··· Task data
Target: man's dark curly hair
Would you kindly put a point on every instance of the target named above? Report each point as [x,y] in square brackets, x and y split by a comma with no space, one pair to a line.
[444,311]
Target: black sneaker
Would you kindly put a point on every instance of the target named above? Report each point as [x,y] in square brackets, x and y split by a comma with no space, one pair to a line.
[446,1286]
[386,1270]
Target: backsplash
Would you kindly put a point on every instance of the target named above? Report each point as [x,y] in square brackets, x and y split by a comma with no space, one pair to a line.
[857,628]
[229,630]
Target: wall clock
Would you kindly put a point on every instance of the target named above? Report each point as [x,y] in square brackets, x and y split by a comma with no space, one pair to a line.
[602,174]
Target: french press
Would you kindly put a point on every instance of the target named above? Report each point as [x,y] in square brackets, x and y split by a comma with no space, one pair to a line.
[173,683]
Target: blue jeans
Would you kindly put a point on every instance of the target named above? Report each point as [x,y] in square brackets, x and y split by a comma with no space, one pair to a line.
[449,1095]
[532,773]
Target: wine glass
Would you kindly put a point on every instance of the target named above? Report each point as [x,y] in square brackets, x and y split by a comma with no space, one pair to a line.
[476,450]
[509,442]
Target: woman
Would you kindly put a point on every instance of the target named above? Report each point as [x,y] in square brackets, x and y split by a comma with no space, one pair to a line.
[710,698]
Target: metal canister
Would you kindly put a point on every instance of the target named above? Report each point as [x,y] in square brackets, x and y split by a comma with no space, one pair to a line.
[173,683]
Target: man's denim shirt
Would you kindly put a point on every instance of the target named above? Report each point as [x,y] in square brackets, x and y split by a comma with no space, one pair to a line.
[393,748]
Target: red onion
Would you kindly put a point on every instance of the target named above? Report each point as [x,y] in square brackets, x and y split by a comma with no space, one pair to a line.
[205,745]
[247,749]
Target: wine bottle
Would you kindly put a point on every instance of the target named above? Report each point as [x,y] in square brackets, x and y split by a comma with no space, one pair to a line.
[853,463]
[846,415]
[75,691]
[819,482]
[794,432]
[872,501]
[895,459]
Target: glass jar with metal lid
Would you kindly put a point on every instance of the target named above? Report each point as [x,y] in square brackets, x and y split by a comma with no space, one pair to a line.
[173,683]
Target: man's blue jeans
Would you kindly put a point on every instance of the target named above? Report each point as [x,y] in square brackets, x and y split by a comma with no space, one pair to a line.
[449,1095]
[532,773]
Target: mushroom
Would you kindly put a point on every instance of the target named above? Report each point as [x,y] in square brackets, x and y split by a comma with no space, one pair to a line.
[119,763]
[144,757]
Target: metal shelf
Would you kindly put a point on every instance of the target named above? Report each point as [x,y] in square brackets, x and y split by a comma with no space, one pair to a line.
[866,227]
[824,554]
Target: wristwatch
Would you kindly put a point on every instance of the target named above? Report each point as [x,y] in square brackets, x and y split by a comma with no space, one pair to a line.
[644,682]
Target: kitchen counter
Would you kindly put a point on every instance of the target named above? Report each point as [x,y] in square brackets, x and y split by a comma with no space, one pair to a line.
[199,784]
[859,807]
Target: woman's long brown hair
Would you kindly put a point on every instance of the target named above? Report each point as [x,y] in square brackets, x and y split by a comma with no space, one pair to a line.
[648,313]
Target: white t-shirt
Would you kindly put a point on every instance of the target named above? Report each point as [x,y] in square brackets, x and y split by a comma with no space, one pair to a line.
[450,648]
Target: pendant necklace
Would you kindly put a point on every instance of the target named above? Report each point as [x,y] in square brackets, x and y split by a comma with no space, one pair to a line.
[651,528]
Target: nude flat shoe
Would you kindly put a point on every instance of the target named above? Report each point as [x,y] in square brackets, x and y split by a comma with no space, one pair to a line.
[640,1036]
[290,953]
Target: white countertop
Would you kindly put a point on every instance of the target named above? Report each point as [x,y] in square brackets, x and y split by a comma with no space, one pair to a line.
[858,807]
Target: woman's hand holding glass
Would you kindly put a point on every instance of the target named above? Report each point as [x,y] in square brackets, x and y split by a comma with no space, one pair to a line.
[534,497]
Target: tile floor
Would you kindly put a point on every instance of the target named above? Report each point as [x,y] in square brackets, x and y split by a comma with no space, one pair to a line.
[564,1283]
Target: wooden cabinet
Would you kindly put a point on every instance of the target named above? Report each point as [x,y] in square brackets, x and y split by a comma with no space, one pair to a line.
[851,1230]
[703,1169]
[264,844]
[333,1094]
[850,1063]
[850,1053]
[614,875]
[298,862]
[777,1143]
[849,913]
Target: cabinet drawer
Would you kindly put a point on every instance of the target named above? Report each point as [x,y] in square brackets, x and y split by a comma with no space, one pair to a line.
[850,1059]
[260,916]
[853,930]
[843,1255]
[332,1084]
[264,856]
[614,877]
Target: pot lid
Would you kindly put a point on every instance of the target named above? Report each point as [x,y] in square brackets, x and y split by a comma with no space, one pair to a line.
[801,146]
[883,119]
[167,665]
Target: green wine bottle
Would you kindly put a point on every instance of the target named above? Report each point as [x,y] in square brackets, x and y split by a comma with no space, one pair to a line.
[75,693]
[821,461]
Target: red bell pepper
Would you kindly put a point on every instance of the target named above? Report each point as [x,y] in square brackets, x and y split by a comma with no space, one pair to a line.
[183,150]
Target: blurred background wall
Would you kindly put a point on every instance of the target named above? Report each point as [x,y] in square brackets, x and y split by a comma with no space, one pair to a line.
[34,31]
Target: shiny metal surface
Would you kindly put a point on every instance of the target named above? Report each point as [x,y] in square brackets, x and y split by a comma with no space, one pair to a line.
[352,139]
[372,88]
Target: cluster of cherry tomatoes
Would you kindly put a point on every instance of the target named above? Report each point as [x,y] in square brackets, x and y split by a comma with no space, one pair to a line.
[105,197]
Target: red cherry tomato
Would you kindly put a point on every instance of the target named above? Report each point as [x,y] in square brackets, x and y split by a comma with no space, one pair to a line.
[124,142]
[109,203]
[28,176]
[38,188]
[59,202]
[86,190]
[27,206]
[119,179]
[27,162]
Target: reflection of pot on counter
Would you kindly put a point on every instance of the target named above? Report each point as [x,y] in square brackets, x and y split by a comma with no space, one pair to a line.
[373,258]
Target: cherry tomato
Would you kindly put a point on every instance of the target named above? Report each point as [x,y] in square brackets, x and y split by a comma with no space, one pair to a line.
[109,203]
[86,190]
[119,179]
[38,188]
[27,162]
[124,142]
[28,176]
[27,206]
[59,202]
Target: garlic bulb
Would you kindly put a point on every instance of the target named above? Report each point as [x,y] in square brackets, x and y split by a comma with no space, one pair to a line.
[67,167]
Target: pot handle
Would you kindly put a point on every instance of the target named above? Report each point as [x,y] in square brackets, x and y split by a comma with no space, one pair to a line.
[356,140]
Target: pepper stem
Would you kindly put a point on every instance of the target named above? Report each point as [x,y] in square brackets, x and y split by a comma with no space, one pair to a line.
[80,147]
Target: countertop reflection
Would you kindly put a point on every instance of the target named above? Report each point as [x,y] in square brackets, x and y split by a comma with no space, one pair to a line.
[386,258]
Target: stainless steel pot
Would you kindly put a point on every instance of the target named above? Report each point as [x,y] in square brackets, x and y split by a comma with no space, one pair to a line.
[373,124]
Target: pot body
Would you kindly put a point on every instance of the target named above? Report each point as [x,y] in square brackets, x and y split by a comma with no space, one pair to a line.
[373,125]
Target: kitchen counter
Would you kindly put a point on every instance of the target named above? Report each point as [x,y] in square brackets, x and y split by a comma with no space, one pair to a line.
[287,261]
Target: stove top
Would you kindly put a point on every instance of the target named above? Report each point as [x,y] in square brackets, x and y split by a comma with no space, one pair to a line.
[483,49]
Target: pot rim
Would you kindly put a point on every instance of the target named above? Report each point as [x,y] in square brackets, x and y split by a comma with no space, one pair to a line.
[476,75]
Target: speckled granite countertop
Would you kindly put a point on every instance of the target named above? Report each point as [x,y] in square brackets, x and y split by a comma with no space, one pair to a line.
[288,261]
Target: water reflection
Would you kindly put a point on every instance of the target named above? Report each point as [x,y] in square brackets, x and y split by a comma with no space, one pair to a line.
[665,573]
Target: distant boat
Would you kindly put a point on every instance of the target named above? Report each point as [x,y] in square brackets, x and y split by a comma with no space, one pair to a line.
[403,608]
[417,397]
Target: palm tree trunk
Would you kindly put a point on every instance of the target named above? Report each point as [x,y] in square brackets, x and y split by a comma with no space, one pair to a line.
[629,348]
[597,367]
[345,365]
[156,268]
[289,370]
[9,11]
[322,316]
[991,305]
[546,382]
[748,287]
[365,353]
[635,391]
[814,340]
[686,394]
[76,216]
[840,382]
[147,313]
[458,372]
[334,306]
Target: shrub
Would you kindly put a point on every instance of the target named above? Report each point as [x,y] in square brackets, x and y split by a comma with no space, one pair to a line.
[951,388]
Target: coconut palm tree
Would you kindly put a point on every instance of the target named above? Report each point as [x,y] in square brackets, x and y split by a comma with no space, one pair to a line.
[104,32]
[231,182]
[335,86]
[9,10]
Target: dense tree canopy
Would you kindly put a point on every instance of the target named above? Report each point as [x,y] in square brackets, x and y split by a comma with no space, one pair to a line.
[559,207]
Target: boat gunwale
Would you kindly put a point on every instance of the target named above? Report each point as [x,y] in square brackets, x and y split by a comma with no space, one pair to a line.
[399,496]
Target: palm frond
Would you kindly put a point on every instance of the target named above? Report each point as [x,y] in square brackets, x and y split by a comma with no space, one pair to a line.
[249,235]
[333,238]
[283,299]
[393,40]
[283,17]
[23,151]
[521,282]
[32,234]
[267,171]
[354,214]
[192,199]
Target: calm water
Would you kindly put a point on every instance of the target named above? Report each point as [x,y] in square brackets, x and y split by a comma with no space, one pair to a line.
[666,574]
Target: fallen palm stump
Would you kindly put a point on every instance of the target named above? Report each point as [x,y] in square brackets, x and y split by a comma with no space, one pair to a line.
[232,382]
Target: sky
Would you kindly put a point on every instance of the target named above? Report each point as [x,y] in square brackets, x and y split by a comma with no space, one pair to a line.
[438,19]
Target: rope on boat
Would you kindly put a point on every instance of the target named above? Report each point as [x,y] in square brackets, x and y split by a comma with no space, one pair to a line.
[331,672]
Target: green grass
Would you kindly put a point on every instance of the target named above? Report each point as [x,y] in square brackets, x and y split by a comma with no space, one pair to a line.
······
## How to complete this task
What you give back should be only the lines of the records above, starting at the line with "Target: french press" and ending at the line with "Target: blue jeans", restated word for word.

## Written solution
Target: french press
Would you kindly put a point on every instance of the target named above? Report each point as [x,y] in square brackets, x and y split by a comma with no space, one pair to a line.
[173,683]
Target: blue jeans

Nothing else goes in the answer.